_Objective_
Copy everything in the listing below, from the line that contains "rough bark texture" down to the end of the listing, character for character.

_Shape labeling records_
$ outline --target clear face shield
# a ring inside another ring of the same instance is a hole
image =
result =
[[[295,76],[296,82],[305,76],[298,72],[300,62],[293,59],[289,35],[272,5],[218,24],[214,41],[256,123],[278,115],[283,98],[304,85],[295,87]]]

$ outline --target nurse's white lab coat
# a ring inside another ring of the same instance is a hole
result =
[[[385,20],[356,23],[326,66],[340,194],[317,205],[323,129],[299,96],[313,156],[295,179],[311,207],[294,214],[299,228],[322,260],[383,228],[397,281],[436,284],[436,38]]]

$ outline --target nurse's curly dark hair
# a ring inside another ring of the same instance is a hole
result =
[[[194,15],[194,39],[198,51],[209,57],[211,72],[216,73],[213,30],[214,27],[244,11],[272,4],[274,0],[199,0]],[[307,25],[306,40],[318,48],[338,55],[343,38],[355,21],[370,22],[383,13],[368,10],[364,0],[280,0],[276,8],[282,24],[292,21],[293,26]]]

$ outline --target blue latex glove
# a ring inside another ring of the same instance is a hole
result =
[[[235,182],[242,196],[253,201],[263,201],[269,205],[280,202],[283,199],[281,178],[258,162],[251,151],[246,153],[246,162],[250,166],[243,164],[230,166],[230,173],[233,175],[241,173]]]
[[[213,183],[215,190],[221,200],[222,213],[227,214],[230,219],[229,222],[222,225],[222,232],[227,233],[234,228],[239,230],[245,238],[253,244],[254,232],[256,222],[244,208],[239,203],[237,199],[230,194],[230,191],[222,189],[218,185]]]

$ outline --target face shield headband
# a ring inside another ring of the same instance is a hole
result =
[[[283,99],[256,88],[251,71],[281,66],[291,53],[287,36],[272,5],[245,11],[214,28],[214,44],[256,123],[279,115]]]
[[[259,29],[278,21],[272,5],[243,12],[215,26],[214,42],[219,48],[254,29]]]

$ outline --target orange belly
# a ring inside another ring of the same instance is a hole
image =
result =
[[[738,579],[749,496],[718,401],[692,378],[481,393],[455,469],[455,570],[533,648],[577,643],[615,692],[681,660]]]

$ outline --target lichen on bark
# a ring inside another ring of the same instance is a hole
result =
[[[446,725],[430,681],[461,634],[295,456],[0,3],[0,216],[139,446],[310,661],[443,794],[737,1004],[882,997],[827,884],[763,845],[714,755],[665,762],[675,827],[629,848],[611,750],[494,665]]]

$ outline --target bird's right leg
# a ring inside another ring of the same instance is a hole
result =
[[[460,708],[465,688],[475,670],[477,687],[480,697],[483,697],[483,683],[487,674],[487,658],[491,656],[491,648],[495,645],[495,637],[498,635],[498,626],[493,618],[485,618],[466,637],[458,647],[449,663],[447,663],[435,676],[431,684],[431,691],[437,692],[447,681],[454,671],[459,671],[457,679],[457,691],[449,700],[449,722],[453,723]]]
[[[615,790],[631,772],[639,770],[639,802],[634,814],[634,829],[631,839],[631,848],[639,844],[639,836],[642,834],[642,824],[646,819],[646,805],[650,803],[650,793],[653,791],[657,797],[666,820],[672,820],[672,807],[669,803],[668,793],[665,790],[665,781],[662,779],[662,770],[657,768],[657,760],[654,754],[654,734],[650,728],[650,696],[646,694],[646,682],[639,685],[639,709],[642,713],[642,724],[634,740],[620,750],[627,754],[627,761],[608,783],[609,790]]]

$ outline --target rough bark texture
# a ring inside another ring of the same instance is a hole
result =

_Result of the task_
$ outline --target rough bark texture
# a ring inside another ring of the same instance is a hole
result =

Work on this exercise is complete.